═══ Source information
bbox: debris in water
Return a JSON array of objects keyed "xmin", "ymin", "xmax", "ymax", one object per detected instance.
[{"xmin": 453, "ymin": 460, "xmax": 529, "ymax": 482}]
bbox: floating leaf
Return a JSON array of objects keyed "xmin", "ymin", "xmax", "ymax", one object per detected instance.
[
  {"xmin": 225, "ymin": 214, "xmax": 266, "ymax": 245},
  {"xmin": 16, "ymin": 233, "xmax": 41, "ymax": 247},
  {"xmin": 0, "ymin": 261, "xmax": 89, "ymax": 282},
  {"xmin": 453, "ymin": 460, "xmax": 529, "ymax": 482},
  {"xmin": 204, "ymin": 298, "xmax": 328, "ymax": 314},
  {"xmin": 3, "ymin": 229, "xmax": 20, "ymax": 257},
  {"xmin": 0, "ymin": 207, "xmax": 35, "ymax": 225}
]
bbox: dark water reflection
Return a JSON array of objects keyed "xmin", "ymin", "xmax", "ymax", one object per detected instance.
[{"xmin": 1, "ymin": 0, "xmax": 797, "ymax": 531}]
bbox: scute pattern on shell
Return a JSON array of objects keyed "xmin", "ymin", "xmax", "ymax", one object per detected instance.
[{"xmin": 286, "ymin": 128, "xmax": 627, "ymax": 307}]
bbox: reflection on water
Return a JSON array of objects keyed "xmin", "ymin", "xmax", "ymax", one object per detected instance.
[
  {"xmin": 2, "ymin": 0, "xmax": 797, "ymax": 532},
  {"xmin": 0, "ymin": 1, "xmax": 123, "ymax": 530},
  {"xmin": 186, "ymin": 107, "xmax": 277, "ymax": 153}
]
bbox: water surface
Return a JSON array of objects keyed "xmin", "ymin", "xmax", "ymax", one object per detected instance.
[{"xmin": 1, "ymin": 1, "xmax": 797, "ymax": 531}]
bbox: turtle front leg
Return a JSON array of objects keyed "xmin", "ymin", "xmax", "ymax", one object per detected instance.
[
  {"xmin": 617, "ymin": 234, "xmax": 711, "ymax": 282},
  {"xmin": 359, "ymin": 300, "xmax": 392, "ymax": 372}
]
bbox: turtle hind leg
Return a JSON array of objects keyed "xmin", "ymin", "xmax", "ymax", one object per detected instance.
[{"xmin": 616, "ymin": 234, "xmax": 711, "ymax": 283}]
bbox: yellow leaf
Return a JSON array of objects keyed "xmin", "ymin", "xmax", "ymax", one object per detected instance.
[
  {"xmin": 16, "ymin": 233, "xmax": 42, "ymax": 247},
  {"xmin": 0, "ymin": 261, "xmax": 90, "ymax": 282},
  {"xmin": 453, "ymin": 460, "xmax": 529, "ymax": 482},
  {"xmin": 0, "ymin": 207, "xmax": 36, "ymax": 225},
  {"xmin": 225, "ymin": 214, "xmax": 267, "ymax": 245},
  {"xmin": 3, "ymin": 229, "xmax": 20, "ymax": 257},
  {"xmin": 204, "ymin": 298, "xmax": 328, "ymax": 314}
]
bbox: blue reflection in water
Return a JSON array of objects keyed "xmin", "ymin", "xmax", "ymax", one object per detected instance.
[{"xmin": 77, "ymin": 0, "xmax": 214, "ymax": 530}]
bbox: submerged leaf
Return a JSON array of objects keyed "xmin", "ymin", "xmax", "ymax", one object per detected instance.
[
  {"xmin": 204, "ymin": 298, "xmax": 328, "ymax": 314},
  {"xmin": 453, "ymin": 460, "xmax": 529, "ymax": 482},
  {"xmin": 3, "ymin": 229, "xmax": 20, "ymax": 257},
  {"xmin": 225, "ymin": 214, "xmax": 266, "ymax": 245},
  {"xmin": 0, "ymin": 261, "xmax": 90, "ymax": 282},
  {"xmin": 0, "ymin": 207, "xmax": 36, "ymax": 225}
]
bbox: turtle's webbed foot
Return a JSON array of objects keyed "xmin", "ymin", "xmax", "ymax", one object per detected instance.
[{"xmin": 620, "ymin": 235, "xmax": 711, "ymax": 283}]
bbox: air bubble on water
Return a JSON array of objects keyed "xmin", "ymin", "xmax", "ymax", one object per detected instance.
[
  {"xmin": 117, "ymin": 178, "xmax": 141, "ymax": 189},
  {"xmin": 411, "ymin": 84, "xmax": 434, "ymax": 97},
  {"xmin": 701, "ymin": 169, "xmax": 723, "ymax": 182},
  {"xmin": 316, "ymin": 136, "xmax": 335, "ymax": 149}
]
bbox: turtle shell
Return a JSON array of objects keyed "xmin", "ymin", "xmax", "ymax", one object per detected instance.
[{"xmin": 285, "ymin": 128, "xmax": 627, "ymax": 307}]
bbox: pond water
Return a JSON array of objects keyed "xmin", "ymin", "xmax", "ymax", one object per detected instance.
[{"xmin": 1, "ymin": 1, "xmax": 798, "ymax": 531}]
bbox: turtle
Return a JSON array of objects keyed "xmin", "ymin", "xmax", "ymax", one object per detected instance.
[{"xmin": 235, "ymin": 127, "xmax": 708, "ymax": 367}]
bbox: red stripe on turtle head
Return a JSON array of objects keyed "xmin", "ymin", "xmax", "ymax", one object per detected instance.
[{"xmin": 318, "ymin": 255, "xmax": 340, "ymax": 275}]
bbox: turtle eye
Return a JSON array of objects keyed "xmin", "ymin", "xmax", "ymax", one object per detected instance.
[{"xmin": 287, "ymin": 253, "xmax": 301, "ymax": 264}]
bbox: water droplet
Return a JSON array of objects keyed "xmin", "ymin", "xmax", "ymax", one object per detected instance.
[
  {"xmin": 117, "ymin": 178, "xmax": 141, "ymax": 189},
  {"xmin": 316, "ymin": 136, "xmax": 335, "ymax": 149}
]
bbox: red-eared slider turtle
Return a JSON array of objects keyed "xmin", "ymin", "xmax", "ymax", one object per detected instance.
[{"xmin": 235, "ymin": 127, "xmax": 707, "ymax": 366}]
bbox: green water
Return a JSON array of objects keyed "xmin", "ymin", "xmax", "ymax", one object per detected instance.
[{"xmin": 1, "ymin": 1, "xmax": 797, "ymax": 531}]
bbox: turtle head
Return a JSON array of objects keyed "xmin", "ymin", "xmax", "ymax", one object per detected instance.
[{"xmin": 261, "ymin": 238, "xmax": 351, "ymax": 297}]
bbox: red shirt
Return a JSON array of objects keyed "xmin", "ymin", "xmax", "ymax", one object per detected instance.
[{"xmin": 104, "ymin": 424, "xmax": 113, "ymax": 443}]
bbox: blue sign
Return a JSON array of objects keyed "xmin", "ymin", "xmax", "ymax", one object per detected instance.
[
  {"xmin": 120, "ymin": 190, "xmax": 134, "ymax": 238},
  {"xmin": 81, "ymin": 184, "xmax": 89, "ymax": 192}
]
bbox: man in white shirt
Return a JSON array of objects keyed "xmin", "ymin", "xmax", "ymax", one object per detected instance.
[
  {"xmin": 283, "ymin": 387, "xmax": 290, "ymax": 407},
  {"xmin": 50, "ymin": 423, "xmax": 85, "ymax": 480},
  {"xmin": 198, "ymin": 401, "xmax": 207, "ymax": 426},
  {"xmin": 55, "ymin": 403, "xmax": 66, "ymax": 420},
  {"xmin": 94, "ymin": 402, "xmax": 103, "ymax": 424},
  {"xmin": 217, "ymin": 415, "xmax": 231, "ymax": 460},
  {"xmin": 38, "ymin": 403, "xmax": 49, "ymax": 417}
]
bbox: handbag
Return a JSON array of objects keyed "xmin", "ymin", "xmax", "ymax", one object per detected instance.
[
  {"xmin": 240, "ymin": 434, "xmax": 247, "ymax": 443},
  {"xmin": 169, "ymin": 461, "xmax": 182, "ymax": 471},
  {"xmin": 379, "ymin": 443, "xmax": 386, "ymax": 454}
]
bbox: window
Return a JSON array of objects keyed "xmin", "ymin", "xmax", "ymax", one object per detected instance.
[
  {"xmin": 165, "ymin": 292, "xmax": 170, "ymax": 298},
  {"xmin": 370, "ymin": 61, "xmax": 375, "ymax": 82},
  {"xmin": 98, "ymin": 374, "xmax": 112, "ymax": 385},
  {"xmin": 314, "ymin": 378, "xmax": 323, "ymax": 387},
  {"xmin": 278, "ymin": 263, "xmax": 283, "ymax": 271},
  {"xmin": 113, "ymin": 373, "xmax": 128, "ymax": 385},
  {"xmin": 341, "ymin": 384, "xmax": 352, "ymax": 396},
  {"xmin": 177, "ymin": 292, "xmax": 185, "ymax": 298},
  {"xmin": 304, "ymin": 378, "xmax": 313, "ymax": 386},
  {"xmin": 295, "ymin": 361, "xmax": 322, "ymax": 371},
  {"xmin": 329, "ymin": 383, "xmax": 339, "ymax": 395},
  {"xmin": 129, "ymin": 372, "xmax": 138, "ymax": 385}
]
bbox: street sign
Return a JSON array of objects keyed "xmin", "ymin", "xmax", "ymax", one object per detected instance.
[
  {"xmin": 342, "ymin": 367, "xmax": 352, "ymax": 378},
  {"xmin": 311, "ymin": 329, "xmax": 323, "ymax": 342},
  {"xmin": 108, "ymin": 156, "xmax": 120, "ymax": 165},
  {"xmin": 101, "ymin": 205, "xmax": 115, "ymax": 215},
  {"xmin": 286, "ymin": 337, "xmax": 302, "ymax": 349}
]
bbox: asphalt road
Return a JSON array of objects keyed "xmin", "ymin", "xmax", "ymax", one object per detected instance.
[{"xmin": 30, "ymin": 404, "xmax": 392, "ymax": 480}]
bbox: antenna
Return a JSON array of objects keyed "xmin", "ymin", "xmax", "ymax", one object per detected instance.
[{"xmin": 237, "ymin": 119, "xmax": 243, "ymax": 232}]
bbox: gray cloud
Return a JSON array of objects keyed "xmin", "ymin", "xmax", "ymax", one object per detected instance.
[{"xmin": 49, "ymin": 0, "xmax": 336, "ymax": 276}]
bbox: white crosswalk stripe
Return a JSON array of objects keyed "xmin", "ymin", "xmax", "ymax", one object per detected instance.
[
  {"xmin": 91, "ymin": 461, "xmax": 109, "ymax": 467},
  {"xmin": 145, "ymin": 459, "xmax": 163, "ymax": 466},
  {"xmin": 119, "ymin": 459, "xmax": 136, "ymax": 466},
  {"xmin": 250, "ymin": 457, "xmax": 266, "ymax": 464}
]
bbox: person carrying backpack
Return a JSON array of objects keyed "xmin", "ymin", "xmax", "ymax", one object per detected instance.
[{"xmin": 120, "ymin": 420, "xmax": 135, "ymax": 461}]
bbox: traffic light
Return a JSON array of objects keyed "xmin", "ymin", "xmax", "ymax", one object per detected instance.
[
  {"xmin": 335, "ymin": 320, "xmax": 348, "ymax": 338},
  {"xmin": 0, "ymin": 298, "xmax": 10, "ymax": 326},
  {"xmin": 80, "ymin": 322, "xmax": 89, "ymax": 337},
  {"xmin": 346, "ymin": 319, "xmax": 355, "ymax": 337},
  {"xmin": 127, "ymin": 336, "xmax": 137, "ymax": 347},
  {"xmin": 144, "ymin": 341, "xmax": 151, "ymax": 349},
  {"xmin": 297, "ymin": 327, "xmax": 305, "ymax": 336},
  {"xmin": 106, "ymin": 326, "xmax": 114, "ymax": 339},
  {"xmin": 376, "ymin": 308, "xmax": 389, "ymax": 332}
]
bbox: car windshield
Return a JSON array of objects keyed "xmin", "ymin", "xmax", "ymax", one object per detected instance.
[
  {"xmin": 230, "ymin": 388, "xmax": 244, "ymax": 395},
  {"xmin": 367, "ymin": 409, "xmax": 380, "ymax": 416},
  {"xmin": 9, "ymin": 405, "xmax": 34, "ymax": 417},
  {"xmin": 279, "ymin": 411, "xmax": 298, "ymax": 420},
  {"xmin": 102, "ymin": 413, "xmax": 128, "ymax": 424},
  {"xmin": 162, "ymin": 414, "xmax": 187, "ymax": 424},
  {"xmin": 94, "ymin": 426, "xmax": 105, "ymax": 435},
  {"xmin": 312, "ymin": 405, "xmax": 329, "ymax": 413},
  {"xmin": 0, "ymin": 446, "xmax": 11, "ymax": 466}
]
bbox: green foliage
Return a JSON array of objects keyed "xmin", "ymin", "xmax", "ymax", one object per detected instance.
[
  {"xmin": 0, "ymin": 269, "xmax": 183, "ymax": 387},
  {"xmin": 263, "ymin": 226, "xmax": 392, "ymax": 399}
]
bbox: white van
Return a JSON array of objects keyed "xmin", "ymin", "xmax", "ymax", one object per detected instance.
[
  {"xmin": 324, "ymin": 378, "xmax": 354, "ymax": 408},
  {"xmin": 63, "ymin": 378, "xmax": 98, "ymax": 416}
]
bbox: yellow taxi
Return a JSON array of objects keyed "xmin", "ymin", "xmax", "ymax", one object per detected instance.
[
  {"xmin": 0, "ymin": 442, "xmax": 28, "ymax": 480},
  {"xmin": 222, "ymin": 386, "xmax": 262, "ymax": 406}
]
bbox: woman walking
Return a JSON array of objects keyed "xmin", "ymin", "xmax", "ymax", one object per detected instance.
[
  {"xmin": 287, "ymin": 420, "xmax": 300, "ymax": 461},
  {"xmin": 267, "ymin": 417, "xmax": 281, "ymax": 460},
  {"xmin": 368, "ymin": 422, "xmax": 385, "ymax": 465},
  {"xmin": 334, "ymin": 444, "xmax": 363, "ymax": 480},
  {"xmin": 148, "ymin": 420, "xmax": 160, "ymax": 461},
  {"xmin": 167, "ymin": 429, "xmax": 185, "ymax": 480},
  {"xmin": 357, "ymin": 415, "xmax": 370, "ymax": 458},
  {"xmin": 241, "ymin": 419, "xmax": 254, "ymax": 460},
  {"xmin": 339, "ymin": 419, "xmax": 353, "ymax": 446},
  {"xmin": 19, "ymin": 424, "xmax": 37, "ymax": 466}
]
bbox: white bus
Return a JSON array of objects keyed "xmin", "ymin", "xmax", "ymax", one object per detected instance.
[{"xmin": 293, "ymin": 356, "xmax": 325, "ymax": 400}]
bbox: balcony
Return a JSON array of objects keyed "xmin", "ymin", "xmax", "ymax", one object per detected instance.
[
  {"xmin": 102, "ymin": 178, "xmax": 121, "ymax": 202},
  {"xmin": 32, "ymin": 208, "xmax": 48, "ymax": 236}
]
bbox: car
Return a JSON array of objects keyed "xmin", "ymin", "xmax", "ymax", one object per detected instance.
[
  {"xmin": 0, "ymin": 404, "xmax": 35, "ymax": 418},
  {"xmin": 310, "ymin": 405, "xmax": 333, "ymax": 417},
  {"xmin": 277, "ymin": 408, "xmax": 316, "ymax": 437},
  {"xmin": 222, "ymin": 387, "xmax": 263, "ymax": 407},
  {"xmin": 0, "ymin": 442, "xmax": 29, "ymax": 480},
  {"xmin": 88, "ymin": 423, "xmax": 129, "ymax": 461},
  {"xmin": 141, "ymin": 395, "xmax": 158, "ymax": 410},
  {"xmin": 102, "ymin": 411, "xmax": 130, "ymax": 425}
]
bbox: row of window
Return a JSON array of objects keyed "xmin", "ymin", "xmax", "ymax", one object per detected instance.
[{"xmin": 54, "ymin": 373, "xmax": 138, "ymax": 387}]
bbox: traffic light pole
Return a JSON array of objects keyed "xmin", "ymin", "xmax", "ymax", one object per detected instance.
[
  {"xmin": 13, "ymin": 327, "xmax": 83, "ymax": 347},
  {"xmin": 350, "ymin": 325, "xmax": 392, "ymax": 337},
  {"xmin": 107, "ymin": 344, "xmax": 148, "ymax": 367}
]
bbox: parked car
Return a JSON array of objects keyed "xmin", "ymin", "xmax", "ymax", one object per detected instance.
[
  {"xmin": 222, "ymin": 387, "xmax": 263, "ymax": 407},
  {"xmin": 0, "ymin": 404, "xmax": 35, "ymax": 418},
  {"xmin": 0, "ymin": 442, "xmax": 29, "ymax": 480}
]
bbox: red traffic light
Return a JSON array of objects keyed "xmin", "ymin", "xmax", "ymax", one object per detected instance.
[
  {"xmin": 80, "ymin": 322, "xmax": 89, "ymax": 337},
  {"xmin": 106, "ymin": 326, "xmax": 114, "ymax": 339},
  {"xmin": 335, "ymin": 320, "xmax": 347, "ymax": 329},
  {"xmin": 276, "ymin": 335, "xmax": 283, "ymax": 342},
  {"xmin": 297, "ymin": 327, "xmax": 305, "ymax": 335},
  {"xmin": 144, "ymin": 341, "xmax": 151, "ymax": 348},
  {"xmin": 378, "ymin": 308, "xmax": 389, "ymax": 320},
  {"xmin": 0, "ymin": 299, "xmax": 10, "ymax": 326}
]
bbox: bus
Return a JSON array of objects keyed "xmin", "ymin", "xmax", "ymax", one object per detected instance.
══════
» Task to complete: Look through the entries above and quote exactly the lines from the line with "bbox: floating leaf" to the line with "bbox: turtle hind leg", counting both of those lines.

» Task answer:
bbox: floating leaf
Return a JSON array of objects keyed "xmin", "ymin", "xmax", "ymax", one object per detected instance.
[
  {"xmin": 225, "ymin": 214, "xmax": 266, "ymax": 245},
  {"xmin": 16, "ymin": 233, "xmax": 41, "ymax": 247},
  {"xmin": 0, "ymin": 261, "xmax": 89, "ymax": 282},
  {"xmin": 453, "ymin": 460, "xmax": 529, "ymax": 482},
  {"xmin": 204, "ymin": 298, "xmax": 328, "ymax": 314},
  {"xmin": 3, "ymin": 229, "xmax": 20, "ymax": 257},
  {"xmin": 0, "ymin": 207, "xmax": 35, "ymax": 225}
]
bbox: dark water reflection
Return a JSON array of objects keyed "xmin", "ymin", "xmax", "ymax", one object per detected instance.
[{"xmin": 1, "ymin": 0, "xmax": 797, "ymax": 531}]
bbox: scute pattern on shell
Return a JSON array of objects keyed "xmin", "ymin", "xmax", "ymax", one object per detected instance.
[{"xmin": 286, "ymin": 128, "xmax": 627, "ymax": 307}]
bbox: reflection on water
Return a JSON array of objects keyed "xmin", "ymin", "xmax", "ymax", one object per detected instance.
[
  {"xmin": 2, "ymin": 0, "xmax": 797, "ymax": 532},
  {"xmin": 0, "ymin": 1, "xmax": 123, "ymax": 530},
  {"xmin": 186, "ymin": 107, "xmax": 277, "ymax": 153}
]
bbox: water surface
Return a JSON array of objects keyed "xmin", "ymin", "xmax", "ymax", one object per detected instance.
[{"xmin": 1, "ymin": 1, "xmax": 797, "ymax": 531}]
bbox: turtle front leg
Return a JSON array of objects keyed "xmin", "ymin", "xmax", "ymax", one object per detected instance.
[
  {"xmin": 617, "ymin": 234, "xmax": 711, "ymax": 282},
  {"xmin": 359, "ymin": 300, "xmax": 392, "ymax": 372}
]
bbox: turtle hind leg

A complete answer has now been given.